SUPPLIED TEXT
Date(s) - March 22, 2023
12:00 pm - 6:30 pm
Music in the Museum Concert Series
Music of Peace & Protest
In conjunction with The Beginning, in the land around me and held in collaboration with CSU’s School of Music
Wednesday, March 22 at noon and 5:30 p.m.
Music of Peace & Protest features Hyeji Seo (piano), Cayla Bellamy (bassoon), and Megan Lanz (flute). The program is inspired by Kei Ito: The Beginning, in the land around me, a current exhibition at GAMA that investigates our shared nuclear histories.
GAMA’s free Music in the Museum Concert Series explores the cross-fertilization of music and the visual arts through concerts in the galleries. Performances by Colorado State University music faculty and students are enriched with context provided by faculty and students from the Department of Art and Art History and the School of Music, Theatre, and Dance.
These concerts are free and open to the public, but we ask for reservations as space is limited.
Registration closes 1 hour before each concert or if event reaches total capacity.
FREE & OPEN TO ALL.

TASK REQUIREMENTS
a) Based on the concert listing, decide whether each statement agrees with it. Answer yes or no for each, and quote the words that decide it. (i) The concerts cost nothing to attend. (ii) Registration closes two hours before each concert. (iii) Cayla Bellamy plays the flute.
b) Update the concert listing from "Music of Peace & Protest features" through "space is limited.", putting "exhibition halls" in place of "galleries".
c) Write what comes next in the concert listing, starting right after its last line.

Pointing dataset excerpts
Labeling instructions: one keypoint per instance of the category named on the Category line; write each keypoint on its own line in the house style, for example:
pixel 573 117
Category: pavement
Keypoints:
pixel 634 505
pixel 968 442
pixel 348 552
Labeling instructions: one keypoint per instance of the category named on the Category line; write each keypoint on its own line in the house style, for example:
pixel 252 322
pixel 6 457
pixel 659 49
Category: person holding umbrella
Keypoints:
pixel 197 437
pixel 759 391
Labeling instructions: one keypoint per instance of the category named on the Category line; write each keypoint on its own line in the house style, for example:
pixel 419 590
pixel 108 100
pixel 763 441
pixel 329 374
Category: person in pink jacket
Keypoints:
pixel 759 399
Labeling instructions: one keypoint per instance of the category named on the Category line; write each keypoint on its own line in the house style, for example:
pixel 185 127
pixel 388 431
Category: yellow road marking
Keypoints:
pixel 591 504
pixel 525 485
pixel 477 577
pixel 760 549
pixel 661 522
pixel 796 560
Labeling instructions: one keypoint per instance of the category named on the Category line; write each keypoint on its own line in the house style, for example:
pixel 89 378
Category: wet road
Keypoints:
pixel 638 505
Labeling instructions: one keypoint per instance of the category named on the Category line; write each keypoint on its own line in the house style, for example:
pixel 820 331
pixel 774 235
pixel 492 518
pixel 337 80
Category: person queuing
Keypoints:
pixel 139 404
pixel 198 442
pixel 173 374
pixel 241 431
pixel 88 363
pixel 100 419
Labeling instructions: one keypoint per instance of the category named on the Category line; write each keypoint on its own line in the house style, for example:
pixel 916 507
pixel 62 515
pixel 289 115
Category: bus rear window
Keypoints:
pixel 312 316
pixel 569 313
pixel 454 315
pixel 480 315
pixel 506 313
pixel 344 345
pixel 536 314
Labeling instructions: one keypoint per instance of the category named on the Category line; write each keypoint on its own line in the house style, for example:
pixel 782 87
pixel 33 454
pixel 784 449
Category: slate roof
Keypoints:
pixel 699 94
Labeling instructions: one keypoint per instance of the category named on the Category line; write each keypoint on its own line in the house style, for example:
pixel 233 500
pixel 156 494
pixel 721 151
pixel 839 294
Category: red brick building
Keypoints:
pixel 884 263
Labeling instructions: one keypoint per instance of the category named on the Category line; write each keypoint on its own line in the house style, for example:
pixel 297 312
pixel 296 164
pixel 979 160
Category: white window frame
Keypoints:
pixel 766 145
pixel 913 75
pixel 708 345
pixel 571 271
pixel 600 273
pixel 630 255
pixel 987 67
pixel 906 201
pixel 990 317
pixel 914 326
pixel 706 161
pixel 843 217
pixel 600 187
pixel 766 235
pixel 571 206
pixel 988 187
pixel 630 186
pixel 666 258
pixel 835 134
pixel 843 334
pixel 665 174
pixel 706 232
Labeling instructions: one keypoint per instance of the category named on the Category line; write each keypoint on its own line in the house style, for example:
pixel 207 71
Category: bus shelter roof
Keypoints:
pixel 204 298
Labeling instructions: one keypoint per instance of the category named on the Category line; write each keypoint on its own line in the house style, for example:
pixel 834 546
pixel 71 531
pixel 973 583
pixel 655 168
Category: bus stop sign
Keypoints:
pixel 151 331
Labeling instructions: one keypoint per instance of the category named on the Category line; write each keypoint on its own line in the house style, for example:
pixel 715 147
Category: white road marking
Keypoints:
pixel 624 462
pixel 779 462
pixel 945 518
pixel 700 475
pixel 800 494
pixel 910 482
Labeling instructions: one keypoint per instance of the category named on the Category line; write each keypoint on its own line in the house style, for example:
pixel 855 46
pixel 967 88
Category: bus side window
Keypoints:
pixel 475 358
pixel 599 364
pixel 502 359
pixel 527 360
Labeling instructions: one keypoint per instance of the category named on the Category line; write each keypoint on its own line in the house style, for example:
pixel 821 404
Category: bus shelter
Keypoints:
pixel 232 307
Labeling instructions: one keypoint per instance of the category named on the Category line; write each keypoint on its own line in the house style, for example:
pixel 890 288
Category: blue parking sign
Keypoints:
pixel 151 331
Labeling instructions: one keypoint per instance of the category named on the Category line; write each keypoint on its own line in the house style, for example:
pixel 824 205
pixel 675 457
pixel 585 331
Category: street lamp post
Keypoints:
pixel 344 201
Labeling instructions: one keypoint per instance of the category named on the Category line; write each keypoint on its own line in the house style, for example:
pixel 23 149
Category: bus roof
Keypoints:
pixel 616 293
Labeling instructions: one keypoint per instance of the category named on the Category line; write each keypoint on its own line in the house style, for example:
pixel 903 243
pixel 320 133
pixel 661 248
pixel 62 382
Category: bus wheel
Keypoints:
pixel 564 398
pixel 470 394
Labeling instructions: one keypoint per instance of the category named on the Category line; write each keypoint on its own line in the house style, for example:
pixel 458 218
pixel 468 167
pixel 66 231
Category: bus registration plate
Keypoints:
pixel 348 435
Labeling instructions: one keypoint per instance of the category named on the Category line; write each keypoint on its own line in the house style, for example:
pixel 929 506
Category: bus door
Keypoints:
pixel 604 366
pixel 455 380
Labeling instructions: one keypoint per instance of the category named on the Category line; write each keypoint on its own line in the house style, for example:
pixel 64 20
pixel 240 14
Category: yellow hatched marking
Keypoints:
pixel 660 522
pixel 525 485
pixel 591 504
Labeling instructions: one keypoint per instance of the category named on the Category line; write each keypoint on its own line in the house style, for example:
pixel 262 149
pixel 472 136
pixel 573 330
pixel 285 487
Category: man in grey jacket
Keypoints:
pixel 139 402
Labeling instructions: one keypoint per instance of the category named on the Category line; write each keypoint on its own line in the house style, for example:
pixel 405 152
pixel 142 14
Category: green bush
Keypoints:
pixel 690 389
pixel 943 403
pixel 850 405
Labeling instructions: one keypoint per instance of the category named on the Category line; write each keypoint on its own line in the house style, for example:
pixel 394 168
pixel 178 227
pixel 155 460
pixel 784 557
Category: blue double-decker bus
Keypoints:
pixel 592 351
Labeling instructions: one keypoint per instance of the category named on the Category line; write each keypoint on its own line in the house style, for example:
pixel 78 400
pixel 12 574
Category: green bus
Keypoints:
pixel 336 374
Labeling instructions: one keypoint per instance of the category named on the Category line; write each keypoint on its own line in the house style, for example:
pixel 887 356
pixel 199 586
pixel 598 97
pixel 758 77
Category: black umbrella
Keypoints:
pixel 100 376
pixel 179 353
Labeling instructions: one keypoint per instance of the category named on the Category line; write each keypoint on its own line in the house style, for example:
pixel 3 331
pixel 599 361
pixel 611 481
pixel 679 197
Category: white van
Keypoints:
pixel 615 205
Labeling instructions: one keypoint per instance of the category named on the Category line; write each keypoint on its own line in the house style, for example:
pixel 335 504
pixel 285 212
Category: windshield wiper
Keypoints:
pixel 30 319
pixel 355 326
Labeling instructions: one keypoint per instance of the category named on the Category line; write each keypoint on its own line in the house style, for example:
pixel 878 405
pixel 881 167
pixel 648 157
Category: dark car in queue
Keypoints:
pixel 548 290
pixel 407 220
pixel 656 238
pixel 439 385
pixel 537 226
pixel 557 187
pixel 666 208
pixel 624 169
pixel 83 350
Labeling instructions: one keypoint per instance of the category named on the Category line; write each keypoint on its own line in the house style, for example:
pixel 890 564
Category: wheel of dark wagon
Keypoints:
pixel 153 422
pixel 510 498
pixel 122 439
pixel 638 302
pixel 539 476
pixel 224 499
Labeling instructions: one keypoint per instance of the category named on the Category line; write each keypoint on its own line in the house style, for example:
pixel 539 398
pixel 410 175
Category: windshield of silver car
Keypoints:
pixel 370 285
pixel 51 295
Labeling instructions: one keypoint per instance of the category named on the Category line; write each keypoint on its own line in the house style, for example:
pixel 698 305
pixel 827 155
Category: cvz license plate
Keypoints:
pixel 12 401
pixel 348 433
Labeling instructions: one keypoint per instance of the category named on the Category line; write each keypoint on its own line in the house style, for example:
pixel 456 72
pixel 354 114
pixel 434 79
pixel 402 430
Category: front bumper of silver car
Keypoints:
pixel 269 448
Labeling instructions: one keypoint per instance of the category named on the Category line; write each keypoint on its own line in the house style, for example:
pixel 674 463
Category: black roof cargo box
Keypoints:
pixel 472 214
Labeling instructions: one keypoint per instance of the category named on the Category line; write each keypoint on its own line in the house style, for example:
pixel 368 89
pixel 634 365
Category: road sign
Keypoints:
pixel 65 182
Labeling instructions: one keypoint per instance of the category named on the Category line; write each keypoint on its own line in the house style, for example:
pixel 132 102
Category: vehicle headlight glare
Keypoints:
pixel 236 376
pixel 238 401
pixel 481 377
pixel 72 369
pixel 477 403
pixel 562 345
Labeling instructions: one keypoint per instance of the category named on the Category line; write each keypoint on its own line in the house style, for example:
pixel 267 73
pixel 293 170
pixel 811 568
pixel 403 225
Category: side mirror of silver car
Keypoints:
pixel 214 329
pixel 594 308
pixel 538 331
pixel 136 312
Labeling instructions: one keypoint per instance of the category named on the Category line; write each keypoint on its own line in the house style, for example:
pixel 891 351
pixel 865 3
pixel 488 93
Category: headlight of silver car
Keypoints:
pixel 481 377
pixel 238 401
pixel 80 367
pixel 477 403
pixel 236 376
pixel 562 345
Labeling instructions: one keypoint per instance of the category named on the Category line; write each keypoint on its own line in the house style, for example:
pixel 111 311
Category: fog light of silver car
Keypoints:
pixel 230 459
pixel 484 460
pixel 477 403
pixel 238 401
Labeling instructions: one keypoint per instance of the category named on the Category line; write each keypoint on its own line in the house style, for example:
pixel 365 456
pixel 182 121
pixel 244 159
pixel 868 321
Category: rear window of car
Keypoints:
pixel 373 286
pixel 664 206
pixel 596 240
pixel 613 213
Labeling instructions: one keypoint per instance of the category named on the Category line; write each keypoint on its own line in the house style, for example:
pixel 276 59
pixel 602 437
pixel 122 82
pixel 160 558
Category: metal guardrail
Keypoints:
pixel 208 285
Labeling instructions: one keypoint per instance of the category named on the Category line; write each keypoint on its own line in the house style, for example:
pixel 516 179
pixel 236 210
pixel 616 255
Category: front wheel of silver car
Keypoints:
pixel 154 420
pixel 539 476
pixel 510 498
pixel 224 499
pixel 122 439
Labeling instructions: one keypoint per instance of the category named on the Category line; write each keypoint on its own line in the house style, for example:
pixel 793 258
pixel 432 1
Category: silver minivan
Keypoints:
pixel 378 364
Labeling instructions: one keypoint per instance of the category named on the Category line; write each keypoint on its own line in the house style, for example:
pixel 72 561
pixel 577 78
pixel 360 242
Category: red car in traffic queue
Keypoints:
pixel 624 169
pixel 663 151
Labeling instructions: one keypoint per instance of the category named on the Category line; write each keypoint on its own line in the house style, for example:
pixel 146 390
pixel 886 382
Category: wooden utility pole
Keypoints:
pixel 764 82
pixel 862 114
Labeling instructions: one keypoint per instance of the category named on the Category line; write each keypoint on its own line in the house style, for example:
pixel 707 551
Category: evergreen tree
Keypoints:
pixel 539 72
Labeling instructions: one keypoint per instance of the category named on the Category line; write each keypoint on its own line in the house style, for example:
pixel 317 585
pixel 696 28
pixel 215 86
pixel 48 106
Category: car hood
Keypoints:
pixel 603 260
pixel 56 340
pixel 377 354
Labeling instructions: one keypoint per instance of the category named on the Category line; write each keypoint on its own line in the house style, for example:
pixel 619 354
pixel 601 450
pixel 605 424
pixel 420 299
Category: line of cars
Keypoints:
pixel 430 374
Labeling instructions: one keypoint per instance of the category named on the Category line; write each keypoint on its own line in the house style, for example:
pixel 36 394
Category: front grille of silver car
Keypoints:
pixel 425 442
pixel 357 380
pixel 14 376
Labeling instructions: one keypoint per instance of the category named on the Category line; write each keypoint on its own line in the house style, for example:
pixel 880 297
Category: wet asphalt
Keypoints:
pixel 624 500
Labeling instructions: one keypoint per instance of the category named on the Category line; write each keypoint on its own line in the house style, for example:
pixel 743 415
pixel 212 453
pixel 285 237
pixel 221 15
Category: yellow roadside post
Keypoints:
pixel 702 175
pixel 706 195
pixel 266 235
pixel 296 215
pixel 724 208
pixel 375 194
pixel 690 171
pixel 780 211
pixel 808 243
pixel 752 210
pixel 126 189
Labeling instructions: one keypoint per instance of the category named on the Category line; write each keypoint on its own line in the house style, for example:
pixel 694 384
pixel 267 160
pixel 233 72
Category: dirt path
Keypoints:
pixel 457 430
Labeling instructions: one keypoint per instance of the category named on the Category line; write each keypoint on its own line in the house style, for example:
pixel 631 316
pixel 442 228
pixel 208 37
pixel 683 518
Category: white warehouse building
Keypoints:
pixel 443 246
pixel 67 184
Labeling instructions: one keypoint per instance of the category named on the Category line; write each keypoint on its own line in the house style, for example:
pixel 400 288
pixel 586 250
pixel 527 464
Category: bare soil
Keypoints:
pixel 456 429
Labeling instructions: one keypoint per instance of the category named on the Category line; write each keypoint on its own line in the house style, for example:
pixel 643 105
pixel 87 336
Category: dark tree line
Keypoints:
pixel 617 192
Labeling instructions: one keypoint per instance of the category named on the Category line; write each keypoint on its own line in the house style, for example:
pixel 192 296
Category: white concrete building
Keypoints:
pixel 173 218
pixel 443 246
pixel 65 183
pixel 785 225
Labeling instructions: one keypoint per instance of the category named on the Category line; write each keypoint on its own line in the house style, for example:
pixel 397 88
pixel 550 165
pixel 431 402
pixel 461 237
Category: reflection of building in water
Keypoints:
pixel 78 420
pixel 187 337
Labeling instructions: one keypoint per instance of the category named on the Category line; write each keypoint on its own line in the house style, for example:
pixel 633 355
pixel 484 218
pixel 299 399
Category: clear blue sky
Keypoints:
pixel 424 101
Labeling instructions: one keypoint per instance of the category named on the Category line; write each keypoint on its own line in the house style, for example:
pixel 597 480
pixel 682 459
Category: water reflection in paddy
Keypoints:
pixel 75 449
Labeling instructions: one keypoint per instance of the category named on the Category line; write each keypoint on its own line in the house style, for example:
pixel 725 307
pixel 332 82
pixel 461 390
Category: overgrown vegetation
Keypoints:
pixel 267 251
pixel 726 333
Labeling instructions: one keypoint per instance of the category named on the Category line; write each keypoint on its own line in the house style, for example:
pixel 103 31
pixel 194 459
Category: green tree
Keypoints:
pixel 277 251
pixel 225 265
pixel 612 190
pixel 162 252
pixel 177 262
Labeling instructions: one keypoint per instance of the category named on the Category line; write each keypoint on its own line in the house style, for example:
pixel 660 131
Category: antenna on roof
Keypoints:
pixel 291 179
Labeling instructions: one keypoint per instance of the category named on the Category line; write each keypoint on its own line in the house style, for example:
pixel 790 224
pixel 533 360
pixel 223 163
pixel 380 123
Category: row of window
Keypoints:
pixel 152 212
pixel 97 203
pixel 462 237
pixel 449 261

SET OF ANSWERS
a)
(i) Yes: "These concerts are free and open to the public"
(ii) No: "Registration closes 1 hour before each concert"
(iii) No: "Cayla Bellamy (bassoon)"

b)
Music of Peace & Protest features Hyeji Seo (piano), Cayla Bellamy (bassoon), and Megan Lanz (flute). The program is inspired by Kei Ito: The Beginning, in the land around me, a current exhibition at GAMA that investigates our shared nuclear histories.
GAMA’s free Music in the Museum Concert Series explores the cross-fertilization of music and the visual arts through concerts in the exhibition halls. Performances by Colorado State University music faculty and students are enriched with context provided by faculty and students from the Department of Art and Art History and the School of Music, Theatre, and Dance.
These concerts are free and open to the public, but we ask for reservations as space is limited.

c)
Music in the Museum Concert Series
Music of Peace & Protest
Wednesday, March 22, 2023
12:00 pm & 5:30 pm
8 Variations for Piano, based on the theme ‘Oh mother and sister’ (1996) Young Ja Lee
Hyeji Seo, piano
Going to the Sun: Snapshots from Glacier National Park Jenni Brandon
Megan Lanz, flute
Cayla Bellamy, bassoon
8 Variations for Piano, based on the theme ‘Oh mother and sister’ was composed in 1996 by Young Ja Lee. The composer was born in Wonju, Korea, in 1931. Lee endured hardships during the Japanese occupation (1910-1945) and Korean War (1950-1953) and became one of the most influential figures in Korean music in the 20th century. Lee is a founding Korean Society of Women Composers member, and her music has been performed internationally. Through her dedication to work and service to the music society, she is a living example to many musicians in Korea. Her music shows unique intercultural compositions with mixtures of Western and traditional Korean music.
The melody of the theme was brought from a Korean folk song. Lee didn’t write the music directly for the protest movement. However, the lyric has underlying messages against imperialism and war, yearning for independence. This lyric was written by renowned resistance poet Kim So Wol. It was published in 1922 during the Japanese occupation.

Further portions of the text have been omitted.